◆ What you are asked to do
Restate exactly the lines below, from the one containing "point like [2,213]." through the final line, and leave out the pictures.

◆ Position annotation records
┌──

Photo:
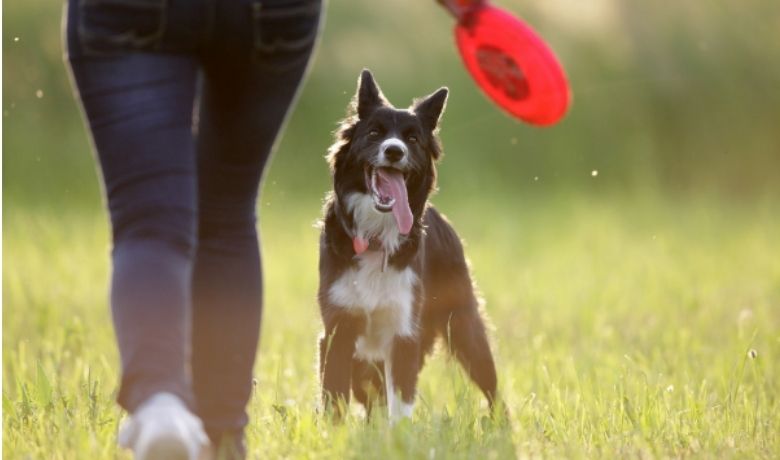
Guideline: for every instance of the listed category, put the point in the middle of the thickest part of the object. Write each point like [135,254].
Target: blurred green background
[656,273]
[669,98]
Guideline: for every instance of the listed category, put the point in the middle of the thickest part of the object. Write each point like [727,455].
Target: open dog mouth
[387,187]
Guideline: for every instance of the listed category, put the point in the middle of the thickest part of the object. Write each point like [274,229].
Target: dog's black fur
[444,303]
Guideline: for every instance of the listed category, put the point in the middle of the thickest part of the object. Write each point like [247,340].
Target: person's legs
[139,109]
[246,96]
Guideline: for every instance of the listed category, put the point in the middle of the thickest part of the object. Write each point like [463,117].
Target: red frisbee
[510,62]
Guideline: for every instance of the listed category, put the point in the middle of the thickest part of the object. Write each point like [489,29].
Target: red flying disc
[510,62]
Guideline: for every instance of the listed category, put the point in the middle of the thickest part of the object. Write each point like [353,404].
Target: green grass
[621,329]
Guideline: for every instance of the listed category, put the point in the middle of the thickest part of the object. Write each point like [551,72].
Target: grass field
[622,329]
[635,312]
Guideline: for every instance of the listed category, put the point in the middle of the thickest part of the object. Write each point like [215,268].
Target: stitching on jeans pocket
[284,27]
[108,26]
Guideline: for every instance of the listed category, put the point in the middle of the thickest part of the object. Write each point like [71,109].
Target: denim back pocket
[110,26]
[284,30]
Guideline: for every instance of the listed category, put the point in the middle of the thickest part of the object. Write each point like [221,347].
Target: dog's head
[388,154]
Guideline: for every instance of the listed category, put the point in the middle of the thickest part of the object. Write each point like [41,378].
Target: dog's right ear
[368,96]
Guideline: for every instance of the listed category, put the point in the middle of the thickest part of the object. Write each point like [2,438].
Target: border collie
[393,276]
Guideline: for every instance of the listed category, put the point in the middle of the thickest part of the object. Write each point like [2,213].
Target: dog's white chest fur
[384,295]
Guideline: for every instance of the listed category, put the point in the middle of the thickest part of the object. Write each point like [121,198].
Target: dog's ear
[429,109]
[368,96]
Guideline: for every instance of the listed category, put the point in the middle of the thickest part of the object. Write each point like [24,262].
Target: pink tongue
[392,184]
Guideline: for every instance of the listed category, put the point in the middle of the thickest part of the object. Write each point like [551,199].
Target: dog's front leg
[336,350]
[401,377]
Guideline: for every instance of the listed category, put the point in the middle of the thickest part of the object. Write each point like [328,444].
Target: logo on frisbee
[502,72]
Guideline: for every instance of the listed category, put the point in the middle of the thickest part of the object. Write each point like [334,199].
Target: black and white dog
[393,276]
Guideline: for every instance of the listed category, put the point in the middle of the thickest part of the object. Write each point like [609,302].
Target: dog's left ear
[429,109]
[368,96]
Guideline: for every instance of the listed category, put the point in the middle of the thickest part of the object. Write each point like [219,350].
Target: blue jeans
[184,100]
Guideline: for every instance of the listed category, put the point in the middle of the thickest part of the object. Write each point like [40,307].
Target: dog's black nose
[393,153]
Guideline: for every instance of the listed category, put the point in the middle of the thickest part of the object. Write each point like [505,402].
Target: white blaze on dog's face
[391,152]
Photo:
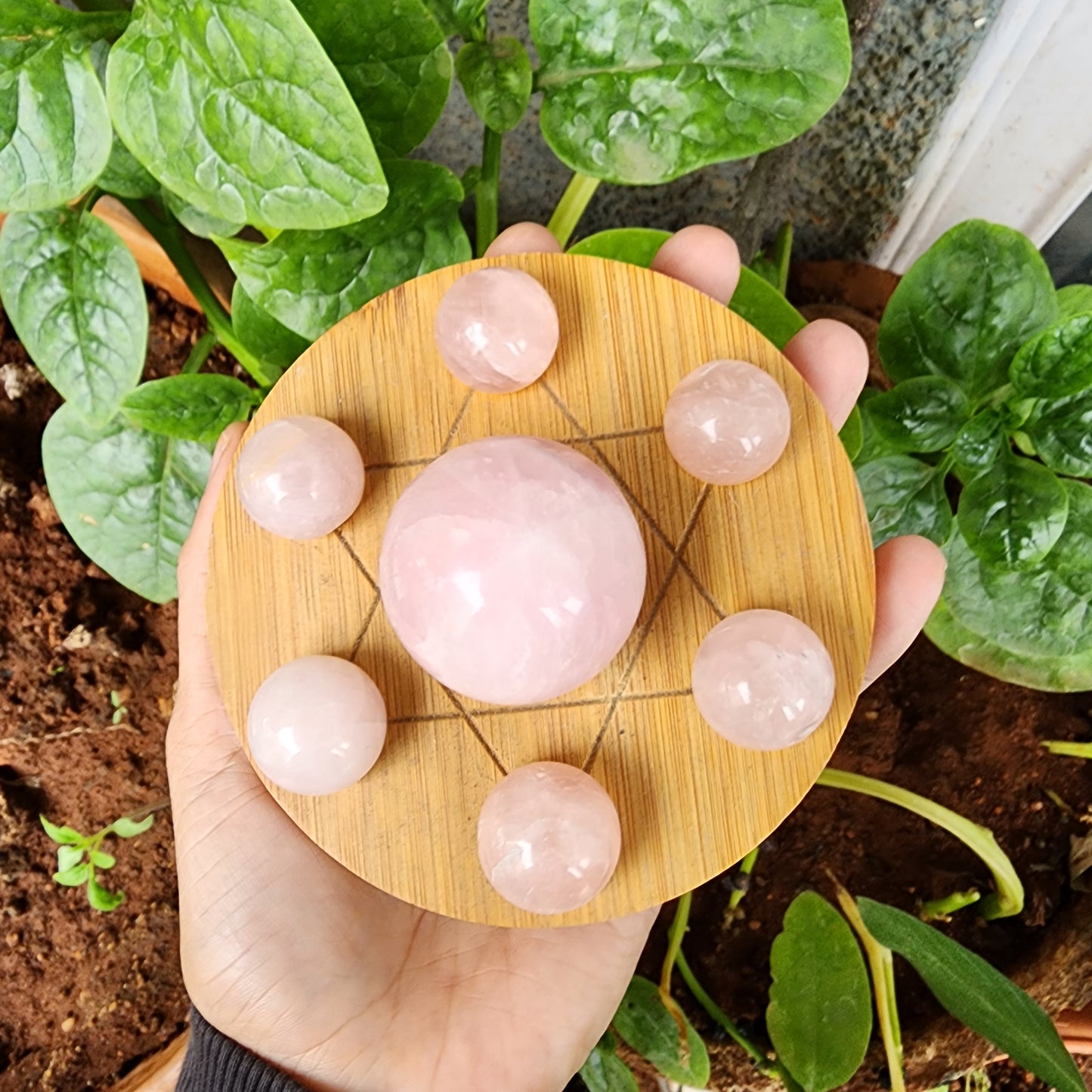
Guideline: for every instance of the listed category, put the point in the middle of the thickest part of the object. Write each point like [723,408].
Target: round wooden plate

└──

◆ Output for this exercise
Guideline: for every instance of the listed category, put the point in the middle of the thickest part of the object. Write each point like [2,213].
Target: dog's white chest fur
[384,295]
Guideline: for every instance of the listed category, put the point in the middle of the thickest part of the object. Write each point like [121,198].
Target: dog's ear
[429,109]
[368,96]
Guideline: for every instance of the listed category, put the point in the middle of the thickest part of the object. Write each point like [24,262].
Target: pink tongue
[392,184]
Guideline: for every instance of the listed category, put the point in the middle of the thickest part of the object. Write each point like [551,199].
Target: dog's front leg
[336,350]
[401,377]
Guideline: for every instance of the listed category, put the point in the middle of the thickest part of the object. Write each point like [328,444].
Target: logo on frisbee
[502,72]
Guideline: for every instance of the listed category, put the point in the middle of the thickest part of the object. Write each point like [334,199].
Target: black and white dog
[393,276]
Guideline: for every instance of the listed category, put the point in the middle of the thickest part of the object. Write each point like [609,302].
Target: dog's left ear
[429,109]
[368,96]
Guideline: for every instance of the listed category, put the point in the middle of the thickest part of the object. Write each point like [219,350].
Target: blue jeans
[184,100]
Guideline: for every instance of the listed category, put the point in the middle of the thickest part of the object. Write each point like [40,307].
Target: dog's black nose
[393,153]
Guideline: for every instance of the listed category, put the point in the middle of the thickest part of the object. Write each point like [505,402].
Target: white blaze on dog's face
[391,152]
Photo:
Guideline: for every instance of the listed category, put the point in the middle of the thickest part of the object. Write each point like [723,408].
Target: round wooden plate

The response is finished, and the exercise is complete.